Your answer should be the exact lines of the data below from the one containing "box: [114, 279, 143, 340]" through the one containing "294V289L134 288L115 297L116"; please include nothing else.

┌─ Material supplied

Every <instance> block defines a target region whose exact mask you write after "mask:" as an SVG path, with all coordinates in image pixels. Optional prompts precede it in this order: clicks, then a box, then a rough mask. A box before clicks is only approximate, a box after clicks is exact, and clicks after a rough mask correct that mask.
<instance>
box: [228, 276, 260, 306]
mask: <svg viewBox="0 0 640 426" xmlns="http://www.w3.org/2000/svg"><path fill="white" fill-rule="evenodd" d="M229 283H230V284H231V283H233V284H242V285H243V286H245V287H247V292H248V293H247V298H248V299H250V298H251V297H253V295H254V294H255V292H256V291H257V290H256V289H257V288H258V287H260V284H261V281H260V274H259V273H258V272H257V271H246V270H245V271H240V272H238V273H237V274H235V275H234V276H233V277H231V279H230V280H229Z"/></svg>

└─
┌─ Material supplied

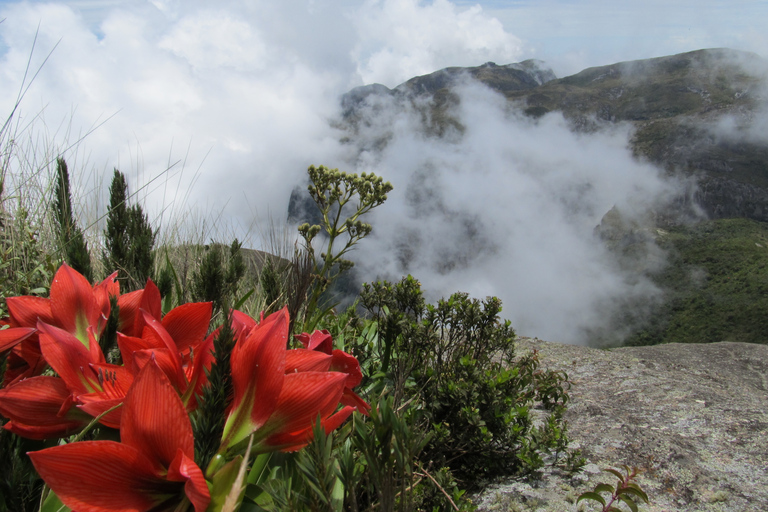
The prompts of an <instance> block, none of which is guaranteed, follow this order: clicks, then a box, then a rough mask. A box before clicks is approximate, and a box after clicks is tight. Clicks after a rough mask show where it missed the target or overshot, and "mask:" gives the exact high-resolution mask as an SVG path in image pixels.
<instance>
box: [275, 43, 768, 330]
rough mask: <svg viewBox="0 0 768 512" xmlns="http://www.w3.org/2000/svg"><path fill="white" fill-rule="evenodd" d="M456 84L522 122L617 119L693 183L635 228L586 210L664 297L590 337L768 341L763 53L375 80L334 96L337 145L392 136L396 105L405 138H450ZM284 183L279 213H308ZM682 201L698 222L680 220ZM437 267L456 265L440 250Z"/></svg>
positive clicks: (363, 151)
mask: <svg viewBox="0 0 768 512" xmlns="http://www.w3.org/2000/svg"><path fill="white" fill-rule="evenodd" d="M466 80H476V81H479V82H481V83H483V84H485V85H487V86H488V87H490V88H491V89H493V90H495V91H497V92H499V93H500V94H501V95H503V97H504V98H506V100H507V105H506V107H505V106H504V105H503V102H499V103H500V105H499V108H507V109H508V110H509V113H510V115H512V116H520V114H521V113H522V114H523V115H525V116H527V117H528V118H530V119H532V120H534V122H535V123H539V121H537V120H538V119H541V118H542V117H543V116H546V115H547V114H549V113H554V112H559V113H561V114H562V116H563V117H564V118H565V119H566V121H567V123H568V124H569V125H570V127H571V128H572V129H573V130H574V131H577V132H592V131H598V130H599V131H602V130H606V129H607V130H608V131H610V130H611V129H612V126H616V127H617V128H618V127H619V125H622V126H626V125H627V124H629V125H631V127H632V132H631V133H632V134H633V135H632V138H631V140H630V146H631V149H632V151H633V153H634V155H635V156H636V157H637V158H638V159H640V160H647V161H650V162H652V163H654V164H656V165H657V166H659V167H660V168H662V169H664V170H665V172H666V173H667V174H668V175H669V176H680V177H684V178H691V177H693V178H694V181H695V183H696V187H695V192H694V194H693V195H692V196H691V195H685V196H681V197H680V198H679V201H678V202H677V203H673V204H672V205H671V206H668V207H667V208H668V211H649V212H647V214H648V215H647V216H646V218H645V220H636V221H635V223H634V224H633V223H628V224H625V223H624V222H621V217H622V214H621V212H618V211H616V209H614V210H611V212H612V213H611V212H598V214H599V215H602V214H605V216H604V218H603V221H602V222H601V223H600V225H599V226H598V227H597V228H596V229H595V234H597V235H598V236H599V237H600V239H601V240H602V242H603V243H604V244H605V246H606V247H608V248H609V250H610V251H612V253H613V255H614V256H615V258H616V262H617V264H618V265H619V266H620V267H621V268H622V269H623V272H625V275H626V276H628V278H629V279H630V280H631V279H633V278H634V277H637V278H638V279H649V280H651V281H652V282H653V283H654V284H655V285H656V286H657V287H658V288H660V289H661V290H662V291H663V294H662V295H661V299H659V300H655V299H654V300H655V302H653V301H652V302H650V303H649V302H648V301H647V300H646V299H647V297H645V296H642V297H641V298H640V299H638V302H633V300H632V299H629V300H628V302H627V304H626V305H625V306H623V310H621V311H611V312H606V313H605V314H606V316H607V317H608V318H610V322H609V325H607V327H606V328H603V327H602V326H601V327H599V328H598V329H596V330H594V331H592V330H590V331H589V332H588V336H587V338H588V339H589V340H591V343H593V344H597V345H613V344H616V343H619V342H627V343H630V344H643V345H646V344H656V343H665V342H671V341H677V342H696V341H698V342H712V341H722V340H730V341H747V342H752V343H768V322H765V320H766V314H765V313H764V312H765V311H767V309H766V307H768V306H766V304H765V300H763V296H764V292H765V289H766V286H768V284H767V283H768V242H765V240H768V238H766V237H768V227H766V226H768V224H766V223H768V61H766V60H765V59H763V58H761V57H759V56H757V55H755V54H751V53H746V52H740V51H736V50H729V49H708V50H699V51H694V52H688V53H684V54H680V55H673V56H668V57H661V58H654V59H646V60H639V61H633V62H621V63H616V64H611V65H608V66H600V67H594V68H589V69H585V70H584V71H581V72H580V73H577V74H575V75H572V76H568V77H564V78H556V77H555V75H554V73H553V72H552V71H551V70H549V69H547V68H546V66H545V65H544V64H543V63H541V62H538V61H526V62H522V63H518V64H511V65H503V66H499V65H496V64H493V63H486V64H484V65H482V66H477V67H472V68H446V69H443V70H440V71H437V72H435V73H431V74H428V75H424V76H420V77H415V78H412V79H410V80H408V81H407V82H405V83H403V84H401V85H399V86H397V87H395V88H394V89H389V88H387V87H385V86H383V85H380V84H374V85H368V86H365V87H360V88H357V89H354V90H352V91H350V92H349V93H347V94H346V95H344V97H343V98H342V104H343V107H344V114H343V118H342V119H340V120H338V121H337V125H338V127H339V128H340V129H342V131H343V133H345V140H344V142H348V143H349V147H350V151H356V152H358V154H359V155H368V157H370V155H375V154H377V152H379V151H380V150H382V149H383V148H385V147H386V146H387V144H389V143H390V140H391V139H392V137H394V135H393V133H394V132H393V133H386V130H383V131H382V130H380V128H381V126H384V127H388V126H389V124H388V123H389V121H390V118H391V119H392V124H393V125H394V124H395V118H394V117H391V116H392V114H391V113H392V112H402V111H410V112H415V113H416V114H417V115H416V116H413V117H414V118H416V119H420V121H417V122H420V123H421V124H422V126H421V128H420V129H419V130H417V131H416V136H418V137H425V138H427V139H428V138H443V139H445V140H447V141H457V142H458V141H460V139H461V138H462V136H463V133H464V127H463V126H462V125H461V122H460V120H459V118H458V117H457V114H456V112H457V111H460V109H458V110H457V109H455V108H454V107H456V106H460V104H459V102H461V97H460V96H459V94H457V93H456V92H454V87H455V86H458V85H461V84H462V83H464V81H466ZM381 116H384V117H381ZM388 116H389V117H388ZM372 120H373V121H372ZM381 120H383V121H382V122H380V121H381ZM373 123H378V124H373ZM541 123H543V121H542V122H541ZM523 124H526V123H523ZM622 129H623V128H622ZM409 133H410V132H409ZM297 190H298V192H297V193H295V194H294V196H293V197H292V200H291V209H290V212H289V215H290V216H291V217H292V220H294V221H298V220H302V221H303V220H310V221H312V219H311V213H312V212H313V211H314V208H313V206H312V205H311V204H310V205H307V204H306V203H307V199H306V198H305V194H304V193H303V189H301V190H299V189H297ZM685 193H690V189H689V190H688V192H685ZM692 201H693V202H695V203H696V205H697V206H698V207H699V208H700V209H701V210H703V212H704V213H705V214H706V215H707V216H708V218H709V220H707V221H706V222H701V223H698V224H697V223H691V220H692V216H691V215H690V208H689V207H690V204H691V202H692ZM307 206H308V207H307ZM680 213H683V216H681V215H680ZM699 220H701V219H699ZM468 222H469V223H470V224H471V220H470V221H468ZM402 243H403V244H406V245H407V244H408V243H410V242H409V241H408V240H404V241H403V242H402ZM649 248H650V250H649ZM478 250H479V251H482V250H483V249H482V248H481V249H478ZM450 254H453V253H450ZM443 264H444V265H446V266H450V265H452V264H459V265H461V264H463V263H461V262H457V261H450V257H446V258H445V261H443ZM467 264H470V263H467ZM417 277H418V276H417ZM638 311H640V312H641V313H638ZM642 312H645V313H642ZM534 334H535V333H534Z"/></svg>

└─
┌─ Material supplied

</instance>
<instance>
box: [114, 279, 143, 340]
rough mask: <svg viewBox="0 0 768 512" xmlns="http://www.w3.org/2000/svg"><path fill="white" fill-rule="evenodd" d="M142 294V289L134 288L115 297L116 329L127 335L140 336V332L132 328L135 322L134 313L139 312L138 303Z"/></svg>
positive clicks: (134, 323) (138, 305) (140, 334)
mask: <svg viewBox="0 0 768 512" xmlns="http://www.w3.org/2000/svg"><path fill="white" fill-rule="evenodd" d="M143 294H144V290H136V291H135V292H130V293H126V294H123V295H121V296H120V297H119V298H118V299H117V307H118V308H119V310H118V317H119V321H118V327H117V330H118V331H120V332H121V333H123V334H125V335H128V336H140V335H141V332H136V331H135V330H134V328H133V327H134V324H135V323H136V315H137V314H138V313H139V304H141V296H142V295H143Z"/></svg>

└─

* Exercise answer *
box: [114, 279, 143, 340]
rough mask: <svg viewBox="0 0 768 512" xmlns="http://www.w3.org/2000/svg"><path fill="white" fill-rule="evenodd" d="M142 294V289L134 288L115 297L116 329L127 335L140 336V332L132 328L135 322L134 313L139 312L138 303Z"/></svg>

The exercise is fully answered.